Start of GIVEN PASSAGE

Dog Training Franchises Can Struggle in a Crowded Marketplace. Here's How One Company Expanded to 300 U.S. Franchises. Dog Training Elite used a personalized model — training dogs and educating owners — to differentiate itself and expand.
- Dog Training Elite's model includes in-home, personalized dog training services which focus on training the dog and also educating the owner.
- The company has diversified its services beyond traditional dog training to include a dog daycare focused on keeping dogs active rather than training them, as well as training service dogs.
- Dog Training Elite adopted a franchise model in 2015 and has expanded significantly, with more than 300 franchises across the U.S. However, the dog training franchise market is expected to remain highly competitive.
After two decades working for others in the dog training business, John Mestas started Dog Training Elite in 1995 with an idea to differentiate his business — in-home, personalized dog training focused not only on training the pet, but educating the owner.
"We found that keeping the one-on-one training was the secret," says Dog Training Elite's CEO, Mark Mestas, John's son. "The way we found is super successful is in-home, teaching people as much as you're teaching the dog."
John Mestas built Dog Training Elite on that in-home, personalized approach rather than the traditional training sessions, where many owners would bring their dogs to a facility for a group training class.
Today, Dog Training Elite offers seven standard and advanced training services to dog owners, which include service dog training, therapy animal training, and anxiety and aggression training. The nature of the in-house training model dictates that the trainer works with the owner as well as the animal. This works in the owner's favor, Mestas says, so the dog listens to the owner as well as the trainer.
The way we found is super successful is in-home, teaching people as much as you're teaching the dog.
"We teach the family and the owner as much as we teach the dog so that when the trainer is not around, you know exactly what you're supposed to do and how to do it. They're highly involved in the training." Mestas says that the trainers go out and will first start working with the dog while explaining to the owner the object of a lesson. "Then, we'll ask the owner, ask the family, to do it, because when the trainer is not there and the dog gets out, you need the dog to listen to who's home."
New avenues for revenue
Dog Training Elite has found new sources of revenue adjacent to the training business, including a dog daycare, where the focus is on keeping the dog active rather than training. "We've evolved a little bit where we also offer a kind of like a day camp," says Mestas. "We don't do any important training [at the day camp]."
Additionally, Dog Training Elite trains service dogs, which KC Owens, Director of Training, compares to the dog earning a doctorate. "A service dog does all of the same things, all of the same commands that a regular dog does, but you have to have proof, meaning the dog has to be rock solid in just about every environmental situation that you can come up with."
Even service dogs have various levels of training, Owens says. "If you're looking at a mobility service dog that needs to support an owner, then the dog has to be fully developed. It's not going to be ready until it's two years old. If you're talking about a dog that's meant for PTSD, the mental state of the dog still has to be fully developed to really be 100%. So you're still looking at two- to two-and-a-half years old."

End of GIVEN PASSAGE
Start of DATA PROVIDED

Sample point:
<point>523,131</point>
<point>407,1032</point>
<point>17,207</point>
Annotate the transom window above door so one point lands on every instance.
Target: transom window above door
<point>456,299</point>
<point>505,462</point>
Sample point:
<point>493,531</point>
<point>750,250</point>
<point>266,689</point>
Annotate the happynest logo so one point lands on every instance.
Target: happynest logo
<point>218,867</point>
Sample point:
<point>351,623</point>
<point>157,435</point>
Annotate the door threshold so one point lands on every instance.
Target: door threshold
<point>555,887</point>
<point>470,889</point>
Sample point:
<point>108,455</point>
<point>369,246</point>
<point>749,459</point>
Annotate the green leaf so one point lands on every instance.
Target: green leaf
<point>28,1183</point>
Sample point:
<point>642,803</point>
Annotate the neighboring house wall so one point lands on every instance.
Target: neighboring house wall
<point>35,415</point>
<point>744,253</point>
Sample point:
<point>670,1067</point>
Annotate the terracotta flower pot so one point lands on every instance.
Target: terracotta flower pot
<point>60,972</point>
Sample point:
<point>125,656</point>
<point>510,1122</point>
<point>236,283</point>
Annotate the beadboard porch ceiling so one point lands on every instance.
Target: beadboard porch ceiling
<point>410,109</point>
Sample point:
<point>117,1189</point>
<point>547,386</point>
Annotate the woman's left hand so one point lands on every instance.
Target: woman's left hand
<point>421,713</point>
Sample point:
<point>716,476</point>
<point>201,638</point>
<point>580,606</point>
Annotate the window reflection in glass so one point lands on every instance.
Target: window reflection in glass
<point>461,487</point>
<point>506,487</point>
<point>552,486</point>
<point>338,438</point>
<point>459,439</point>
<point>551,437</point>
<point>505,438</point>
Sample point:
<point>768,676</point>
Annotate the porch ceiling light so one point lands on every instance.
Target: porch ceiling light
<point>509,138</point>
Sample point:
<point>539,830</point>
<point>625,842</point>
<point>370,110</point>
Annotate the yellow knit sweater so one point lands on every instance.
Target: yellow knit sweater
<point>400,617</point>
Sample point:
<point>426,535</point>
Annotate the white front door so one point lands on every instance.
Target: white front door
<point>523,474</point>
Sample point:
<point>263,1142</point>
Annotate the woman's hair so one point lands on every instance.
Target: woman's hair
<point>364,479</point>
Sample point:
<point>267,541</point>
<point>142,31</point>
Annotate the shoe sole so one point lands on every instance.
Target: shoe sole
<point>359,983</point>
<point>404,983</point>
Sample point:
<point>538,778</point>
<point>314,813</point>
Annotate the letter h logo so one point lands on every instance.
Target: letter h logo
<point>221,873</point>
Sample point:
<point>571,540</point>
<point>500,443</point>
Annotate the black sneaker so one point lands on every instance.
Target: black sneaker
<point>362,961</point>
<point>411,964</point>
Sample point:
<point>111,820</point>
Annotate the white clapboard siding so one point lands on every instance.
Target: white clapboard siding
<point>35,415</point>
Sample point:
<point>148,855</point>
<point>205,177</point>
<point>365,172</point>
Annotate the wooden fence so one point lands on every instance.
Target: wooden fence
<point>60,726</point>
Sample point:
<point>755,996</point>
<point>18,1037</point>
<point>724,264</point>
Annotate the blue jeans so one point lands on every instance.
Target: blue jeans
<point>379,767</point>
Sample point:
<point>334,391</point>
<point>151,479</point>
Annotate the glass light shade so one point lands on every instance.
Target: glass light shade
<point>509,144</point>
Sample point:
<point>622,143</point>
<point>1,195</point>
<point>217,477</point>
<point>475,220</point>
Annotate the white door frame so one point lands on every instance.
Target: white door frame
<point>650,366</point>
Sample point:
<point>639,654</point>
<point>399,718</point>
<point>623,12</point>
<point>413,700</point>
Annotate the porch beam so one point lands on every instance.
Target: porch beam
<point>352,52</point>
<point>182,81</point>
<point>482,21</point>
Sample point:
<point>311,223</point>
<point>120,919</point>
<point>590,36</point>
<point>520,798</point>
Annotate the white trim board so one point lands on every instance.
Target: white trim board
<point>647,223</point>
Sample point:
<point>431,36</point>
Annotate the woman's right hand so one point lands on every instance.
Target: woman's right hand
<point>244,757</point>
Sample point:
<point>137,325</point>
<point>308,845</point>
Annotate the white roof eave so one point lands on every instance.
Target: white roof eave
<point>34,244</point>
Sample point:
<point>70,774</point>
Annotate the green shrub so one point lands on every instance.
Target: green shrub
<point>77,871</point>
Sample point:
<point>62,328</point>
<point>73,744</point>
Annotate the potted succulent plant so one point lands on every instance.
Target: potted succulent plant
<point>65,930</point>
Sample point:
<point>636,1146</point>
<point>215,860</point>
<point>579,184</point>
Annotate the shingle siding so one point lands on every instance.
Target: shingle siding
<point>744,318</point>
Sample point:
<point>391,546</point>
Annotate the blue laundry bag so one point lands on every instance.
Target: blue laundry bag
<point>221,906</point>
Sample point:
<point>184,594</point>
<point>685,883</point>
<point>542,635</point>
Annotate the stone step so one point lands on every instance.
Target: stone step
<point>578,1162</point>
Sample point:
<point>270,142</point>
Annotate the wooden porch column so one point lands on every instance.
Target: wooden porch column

End of DATA PROVIDED

**TASKS TO CARRY OUT**
(a) Using the article on Dog Training Elite, decide whether each statement agrees with it: (i) John Mestas started Dog Training Elite in 1995; (ii) the day camp provides important training; (iii) a dog meant for PTSD is ready at one year old. Answer yes or no for each and quote the deciding words.
(b) According to the article on Dog Training Elite, in what year did the company adopt a franchise model?
(c) Reproduce the part of the article on Dog Training Elite that opens with the words containing "Today, Dog Training" and closes with "as the trainer.".

**ANSWERS TO THE PROBLEMS**
(a)
(i) Yes: "John Mestas started Dog Training Elite in 1995"
(ii) No: "We don't do any important training [at the day camp]."
(iii) No: "So you're still looking at two- to two-and-a-half years old."

(b) 2015

(c)
Today, Dog Training Elite offers seven standard and advanced training services to dog owners, which include service dog training, therapy animal training, and anxiety and aggression training. The nature of the in-house training model dictates that the trainer works with the owner as well as the animal. This works in the owner's favor, Mestas says, so the dog listens to the owner as well as the trainer.